- [Ваша задача]
Можете перепечатать из приведённого ниже текста отрывок между «Параллелизм двух событий» и «и постыдного юродства.» включительно?

- [Приведённый текст]
........
Параллелизм двух событий – появление среди зеленой чащи оленя и раскрытие сердца Божьего лирического слова – выступает основой уподобления двух основных образов: прекрасного зверя и живой пульсирующей речи. Подобно тому как величественный и ветвистый ствол оленьих рогов кажется мертвым деревом, ненужным бременем, костью в горле, обычный профанный взгляд видит в божественном глаголе свидетельство умалишенности и постыдного юродства.

И "Бобэоби.", и безумная раскройка и обнажение в слове, и восклицание алых детских губ – "бе!", и даже само имя Хлебникова – будетлянин – отсылают к глаголу "быти" (быть). "В начале бе слово, и слово бе от Бога, и Бог бе слово" (Иоанн I, 1). В самом пригубленном лепете бо-бэ-би-бы – сказывается быль, упорствует бытие. Отсюда хлебниковский императив: "Сомкнуть, что есть, в земное братство." Сомкнуть, объять и удержать в слове. Поэт – глубокий завсегдатай сущего. По просьбе Моисея Бог именует себя Яхве, то есть "Сущий": "Я есмь сущий". То есть бытие – собственное имя Господа. Оно звучит в его имени. Так и у Хлебникова. Первая строка знаменного его стихотворения не обозначает бытия, не звукоподражает чему-то внеположенному и уж тем более не вызывает к жизни то, чего не было. Наоборот, этот звукоряд и есть бытие, явленное и артикулированное во всей полноте. Этим родным звукорядом – детским лепетом и неубаюканной заумью – оно и свершается.

Слово, которое было в начале, у Бога, и которое есть Бог, – это слово не было помыслено, написано. Оно даже не было сказано.

Слово именно пето. Исхожено песнью. Отворено. Исполнено. Но исполнено так, что исполниться до конца не может. Здесь верное подобие мандельштамовского – шепот прежде губ. Звук до нас. Этот жаркий выдох насаживается на рот, как респиратор высшего вдохновения и оглашенности сущего.

МУЗЫКА В ЗАСАДЕ. II. НЕБО ВЕЧЕРИ

Марианне Шонле

Час задумчивый строгого ужина, предсказанья измен и разлуки.

Владимир Набоков "Тайная вечеря"

Пью горечь тубероз, небес осенних горечь

И в них твоих измен горящую струю.
........
- [Извлечённые данные]
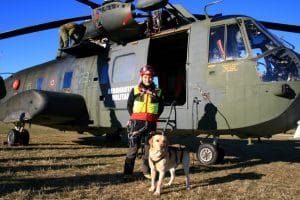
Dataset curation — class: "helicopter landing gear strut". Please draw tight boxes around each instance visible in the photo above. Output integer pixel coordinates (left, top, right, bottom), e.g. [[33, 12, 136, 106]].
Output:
[[197, 136, 225, 165], [7, 121, 29, 146]]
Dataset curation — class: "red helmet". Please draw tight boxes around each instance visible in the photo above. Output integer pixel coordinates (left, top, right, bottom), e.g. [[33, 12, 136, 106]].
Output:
[[140, 65, 154, 76]]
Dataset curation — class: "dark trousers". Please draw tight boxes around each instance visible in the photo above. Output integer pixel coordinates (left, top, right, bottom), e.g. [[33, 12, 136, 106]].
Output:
[[124, 121, 156, 175]]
........
- [Ожидаемый ответ]
Параллелизм двух событий – появление среди зеленой чащи оленя и раскрытие сердца Божьего лирического слова – выступает основой уподобления двух основных образов: прекрасного зверя и живой пульсирующей речи. Подобно тому как величественный и ветвистый ствол оленьих рогов кажется мертвым деревом, ненужным бременем, костью в горле, обычный профанный взгляд видит в божественном глаголе свидетельство умалишенности и постыдного юродства.